▶ [Acciones requeridas]
A) Copia palabra por palabra el pasaje de la columna sobre el origen de la curita que empieza en las palabras "Así el éxito" y termina después de "Paul Carl Beiersdorf.".
B) Según la columna sobre el origen de la curita, ¿por qué pensó Earle Dickson que debía haber una mejor forma de tapar las heridas? Responde en una a tres oraciones.
:: Fragmento del texto
Columnista invitado: Hans Rothgiesser
Quienes tengan hijos conocen la experiencia de tener que salir corriendo al baño a buscar una curita para tapar una herida que quizás sea demasiado pequeña incluso para que la consideremos herida, pero que igual tapamos porque brinda calma al niño o niña que la tiene. O quizás sí, es una herida grave que requiere atención y, para que no se infecte, debe ser tapada con una de esas bandas adhesivas con medio absorbente. Lo que seguramente muy pocos se han preguntado es de dónde salió este invento tan práctico como ubicuo.
Las curitas son tan populares gracias a la reconocida empresa Johnson & Johnson, que la registró en los Estados Unidos y promocionó reconociendo su gran potencial comercial. Esto, a su vez, fue debido a Earle Dickson, quien trabajaba en sus laboratorios en 1917, casado con una mujer que, cuando con frecuencia se cortaba en la cocina, se cubría las heridas con unos vendajes de tela voluminosos que se salían fácilmente. Dickson pensó que debía haber una mejor forma de ayudar a quienes se habían hecho una herida casual y necesitaban taparla con algo que no molestara durante las demás tareas que tuvieran que hacer.
Así el éxito de la curita en Estados Unidos la llevó al mundo. No obstante, originalmente no fue un invento de Dickson. Tampoco fue una primera idea de Johnson & Johnson. Ni siquiera fue norteamericano. Su origen se ubica en Alemania medio siglo antes; El nombre que figura en la patente de 1882, Paul Carl Beiersdorf.
::::
:: Extracto de datos
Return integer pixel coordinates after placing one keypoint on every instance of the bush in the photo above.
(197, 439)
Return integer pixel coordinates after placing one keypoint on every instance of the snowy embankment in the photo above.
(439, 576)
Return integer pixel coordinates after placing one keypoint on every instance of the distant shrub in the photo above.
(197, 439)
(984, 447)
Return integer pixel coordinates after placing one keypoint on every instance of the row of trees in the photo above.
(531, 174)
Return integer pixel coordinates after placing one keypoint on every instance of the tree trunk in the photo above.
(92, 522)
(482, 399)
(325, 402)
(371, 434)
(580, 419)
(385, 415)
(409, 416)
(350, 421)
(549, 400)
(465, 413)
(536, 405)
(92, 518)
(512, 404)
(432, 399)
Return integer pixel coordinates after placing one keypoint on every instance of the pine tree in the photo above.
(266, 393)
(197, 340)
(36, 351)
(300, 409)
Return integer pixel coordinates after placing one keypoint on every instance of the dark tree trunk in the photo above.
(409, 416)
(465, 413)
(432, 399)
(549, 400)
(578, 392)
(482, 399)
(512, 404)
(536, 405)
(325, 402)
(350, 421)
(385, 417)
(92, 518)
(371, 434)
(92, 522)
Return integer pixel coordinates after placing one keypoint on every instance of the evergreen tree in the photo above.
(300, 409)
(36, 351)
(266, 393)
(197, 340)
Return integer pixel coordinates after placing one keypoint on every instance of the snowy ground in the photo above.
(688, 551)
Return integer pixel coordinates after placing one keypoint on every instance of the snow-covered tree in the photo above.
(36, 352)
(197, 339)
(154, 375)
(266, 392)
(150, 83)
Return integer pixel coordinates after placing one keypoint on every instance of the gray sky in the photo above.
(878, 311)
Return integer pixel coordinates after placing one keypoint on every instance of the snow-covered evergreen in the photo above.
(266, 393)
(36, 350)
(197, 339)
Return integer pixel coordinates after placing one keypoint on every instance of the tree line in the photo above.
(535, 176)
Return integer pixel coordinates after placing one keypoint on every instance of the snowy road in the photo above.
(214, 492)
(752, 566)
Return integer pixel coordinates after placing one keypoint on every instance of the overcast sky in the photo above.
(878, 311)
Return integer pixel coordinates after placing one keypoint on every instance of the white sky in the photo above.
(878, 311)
::::
▶ [Respuestas dadas]
A)
Así el éxito de la curita en Estados Unidos la llevó al mundo. No obstante, originalmente no fue un invento de Dickson. Tampoco fue una primera idea de Johnson & Johnson. Ni siquiera fue norteamericano. Su origen se ubica en Alemania medio siglo antes; El nombre que figura en la patente de 1882, Paul Carl Beiersdorf.

B) Su esposa se cortaba con frecuencia en la cocina y se cubría las heridas con vendajes de tela voluminosos que se salían fácilmente. Por eso Dickson buscó algo que tapara una herida casual sin molestar durante las demás tareas.